- LISTING
◆ ◆ ◆

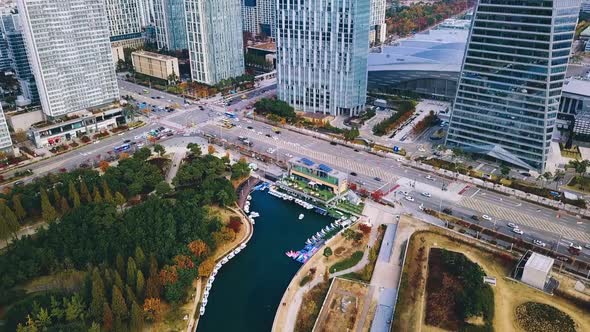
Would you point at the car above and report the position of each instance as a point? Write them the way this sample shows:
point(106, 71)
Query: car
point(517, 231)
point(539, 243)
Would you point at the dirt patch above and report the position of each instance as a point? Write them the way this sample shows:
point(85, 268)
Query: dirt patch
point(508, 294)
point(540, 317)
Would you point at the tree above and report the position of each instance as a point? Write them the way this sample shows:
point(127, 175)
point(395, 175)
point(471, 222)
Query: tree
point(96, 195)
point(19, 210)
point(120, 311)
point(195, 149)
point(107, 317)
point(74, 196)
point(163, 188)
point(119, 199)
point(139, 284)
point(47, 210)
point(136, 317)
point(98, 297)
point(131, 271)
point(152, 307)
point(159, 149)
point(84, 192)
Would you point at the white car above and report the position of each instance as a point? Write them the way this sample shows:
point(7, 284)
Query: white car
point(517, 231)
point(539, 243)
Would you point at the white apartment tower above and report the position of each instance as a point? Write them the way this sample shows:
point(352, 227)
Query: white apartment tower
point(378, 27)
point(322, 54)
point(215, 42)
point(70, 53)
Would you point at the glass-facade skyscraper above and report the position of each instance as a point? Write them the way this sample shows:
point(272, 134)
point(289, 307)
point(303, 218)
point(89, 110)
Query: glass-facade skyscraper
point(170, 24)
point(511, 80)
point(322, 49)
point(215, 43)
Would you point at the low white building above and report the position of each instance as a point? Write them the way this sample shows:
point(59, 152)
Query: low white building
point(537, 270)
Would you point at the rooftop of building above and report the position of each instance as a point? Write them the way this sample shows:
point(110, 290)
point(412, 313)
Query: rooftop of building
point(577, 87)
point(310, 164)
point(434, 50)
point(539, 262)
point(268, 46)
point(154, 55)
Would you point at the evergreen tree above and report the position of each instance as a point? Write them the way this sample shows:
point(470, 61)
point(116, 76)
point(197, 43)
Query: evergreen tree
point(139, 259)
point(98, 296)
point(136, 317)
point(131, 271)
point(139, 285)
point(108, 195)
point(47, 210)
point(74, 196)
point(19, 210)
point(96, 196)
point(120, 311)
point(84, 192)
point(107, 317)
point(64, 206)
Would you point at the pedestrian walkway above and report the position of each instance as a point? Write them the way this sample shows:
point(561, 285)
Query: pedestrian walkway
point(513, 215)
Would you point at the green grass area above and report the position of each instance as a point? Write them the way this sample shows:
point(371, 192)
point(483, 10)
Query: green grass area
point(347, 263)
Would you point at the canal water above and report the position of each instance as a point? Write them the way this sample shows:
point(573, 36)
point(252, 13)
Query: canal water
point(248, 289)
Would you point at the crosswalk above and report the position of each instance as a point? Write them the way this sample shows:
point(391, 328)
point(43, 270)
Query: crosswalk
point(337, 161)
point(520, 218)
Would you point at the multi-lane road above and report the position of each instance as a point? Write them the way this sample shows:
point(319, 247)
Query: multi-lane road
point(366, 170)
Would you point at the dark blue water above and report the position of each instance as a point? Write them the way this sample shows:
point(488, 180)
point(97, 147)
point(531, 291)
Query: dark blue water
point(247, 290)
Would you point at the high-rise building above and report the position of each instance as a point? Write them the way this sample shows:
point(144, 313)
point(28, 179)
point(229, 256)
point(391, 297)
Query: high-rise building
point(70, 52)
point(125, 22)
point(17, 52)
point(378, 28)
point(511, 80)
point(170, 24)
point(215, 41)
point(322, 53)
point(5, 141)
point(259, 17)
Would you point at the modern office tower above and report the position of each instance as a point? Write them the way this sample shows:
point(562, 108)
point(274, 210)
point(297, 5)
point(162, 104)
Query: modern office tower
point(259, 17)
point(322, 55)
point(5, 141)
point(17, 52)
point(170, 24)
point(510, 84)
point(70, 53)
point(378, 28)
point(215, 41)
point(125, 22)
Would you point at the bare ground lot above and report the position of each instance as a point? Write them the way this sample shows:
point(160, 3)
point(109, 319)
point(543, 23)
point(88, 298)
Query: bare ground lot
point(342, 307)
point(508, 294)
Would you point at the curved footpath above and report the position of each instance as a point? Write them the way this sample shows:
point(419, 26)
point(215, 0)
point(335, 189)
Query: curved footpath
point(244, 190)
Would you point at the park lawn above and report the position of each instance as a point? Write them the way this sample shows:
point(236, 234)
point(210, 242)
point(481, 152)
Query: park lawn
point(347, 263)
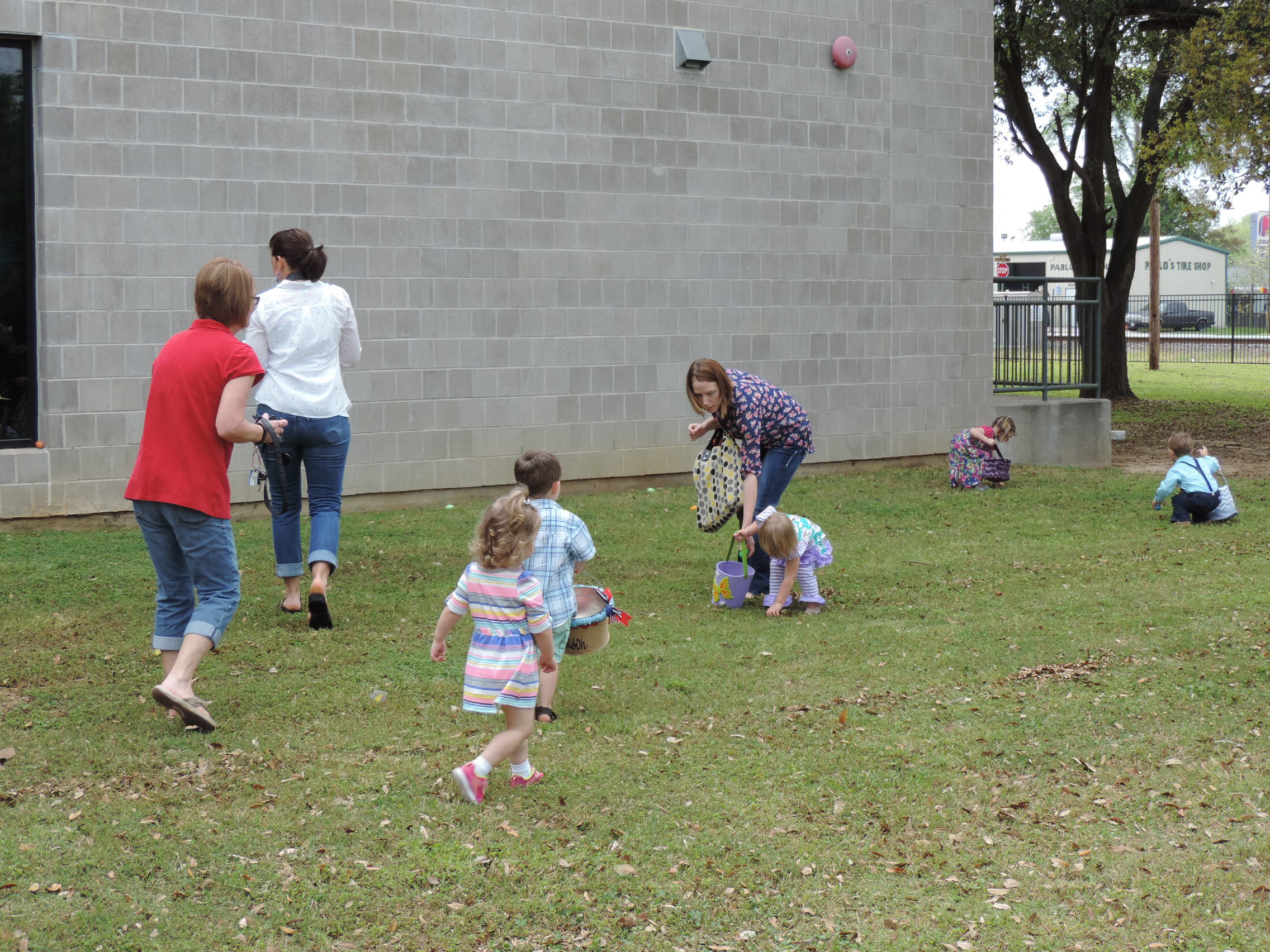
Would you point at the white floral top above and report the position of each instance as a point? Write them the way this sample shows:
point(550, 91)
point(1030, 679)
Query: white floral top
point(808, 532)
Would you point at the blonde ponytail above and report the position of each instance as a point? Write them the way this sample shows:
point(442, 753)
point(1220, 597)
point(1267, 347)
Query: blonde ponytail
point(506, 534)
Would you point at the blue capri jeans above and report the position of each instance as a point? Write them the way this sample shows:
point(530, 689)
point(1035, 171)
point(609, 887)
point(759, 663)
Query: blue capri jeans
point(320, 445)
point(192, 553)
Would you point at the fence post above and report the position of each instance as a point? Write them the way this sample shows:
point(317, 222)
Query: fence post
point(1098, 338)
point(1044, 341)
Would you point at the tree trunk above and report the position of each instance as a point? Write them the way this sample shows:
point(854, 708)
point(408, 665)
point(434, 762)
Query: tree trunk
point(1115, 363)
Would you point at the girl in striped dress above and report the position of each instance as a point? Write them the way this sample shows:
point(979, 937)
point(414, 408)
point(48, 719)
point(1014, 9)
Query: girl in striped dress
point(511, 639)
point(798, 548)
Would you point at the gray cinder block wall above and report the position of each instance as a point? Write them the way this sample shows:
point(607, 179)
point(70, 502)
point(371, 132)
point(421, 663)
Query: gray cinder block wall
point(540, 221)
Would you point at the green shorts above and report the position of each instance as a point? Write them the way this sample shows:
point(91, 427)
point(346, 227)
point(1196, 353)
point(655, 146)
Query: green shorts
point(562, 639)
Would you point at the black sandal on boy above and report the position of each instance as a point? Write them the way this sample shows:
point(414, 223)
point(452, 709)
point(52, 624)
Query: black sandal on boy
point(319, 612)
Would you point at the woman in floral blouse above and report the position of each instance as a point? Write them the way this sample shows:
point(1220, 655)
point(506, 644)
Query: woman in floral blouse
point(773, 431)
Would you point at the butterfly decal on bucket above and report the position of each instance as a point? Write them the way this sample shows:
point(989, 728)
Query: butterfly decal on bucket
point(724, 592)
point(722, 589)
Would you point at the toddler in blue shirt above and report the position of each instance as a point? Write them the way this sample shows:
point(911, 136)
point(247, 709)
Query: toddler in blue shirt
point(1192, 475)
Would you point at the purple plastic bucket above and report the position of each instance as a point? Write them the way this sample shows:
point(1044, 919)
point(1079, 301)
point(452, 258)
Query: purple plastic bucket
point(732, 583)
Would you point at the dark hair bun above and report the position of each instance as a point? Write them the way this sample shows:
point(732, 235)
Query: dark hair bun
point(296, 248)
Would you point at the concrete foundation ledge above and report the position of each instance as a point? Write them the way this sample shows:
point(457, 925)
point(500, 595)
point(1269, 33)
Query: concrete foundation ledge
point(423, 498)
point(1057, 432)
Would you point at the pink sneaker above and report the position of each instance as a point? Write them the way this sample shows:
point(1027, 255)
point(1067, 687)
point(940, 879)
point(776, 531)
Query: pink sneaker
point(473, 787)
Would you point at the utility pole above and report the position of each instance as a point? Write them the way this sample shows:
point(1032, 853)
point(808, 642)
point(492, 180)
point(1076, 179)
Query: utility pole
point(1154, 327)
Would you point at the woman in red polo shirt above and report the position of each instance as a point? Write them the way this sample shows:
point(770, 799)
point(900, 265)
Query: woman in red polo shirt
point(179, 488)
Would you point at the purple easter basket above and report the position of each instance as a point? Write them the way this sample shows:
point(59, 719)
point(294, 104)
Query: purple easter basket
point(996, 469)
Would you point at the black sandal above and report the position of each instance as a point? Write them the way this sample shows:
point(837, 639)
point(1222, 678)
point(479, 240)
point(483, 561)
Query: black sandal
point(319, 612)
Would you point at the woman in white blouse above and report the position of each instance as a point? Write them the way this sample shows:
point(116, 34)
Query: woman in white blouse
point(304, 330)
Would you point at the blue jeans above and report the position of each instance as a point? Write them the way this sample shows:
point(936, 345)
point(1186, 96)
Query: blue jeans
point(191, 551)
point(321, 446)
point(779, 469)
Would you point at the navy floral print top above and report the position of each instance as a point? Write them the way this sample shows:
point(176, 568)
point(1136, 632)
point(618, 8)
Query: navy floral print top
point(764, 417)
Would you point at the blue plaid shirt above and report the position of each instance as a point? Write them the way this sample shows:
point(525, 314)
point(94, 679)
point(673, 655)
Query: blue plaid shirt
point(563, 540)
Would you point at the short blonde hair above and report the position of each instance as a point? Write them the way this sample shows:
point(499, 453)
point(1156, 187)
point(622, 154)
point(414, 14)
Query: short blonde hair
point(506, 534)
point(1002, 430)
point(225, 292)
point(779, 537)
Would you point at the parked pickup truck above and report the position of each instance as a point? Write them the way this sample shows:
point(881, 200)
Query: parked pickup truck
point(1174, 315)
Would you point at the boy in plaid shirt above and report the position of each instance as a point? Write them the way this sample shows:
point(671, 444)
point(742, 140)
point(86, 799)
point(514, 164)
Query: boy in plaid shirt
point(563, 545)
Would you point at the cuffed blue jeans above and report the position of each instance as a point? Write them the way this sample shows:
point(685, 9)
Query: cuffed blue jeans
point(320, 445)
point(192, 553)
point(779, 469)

◆ ◆ ◆

- TASK INSTRUCTIONS
Reproduce word for word everything from the very first of the lines down to the line containing "point(215, 43)", with both ends included, and leave the pictures out of your answer.

- EXERCISE OUTPUT
Would you point at the car above and report the position of each instance as a point? Write them the way this sample shows:
point(106, 71)
Query: car
point(517, 231)
point(539, 243)
Would you point at the dirt patch above and report the position of each instance as a point? Write them the way this sample shows:
point(85, 268)
Query: dirt patch
point(508, 294)
point(540, 317)
Would you point at the tree above and report the position of each instance as a point? Write them the way this sample shows:
point(127, 175)
point(395, 175)
point(471, 222)
Query: tree
point(96, 195)
point(19, 210)
point(120, 311)
point(195, 149)
point(107, 317)
point(74, 196)
point(163, 188)
point(119, 199)
point(139, 284)
point(47, 210)
point(136, 317)
point(98, 297)
point(131, 271)
point(152, 307)
point(159, 149)
point(84, 192)
Would you point at the white car above and report the position of each instance as a point? Write them the way this sample shows:
point(7, 284)
Query: white car
point(517, 231)
point(539, 243)
Would you point at the white apartment tower above and report the position of each instance as a point? Write them the way this sample shows:
point(352, 227)
Query: white apartment tower
point(378, 27)
point(322, 54)
point(215, 42)
point(70, 53)
Would you point at the glass-facade skyscraper above and report the position of each instance as a point? Write them the way this sample shows:
point(272, 134)
point(289, 307)
point(303, 218)
point(89, 110)
Query: glass-facade skyscraper
point(170, 24)
point(511, 80)
point(322, 49)
point(215, 43)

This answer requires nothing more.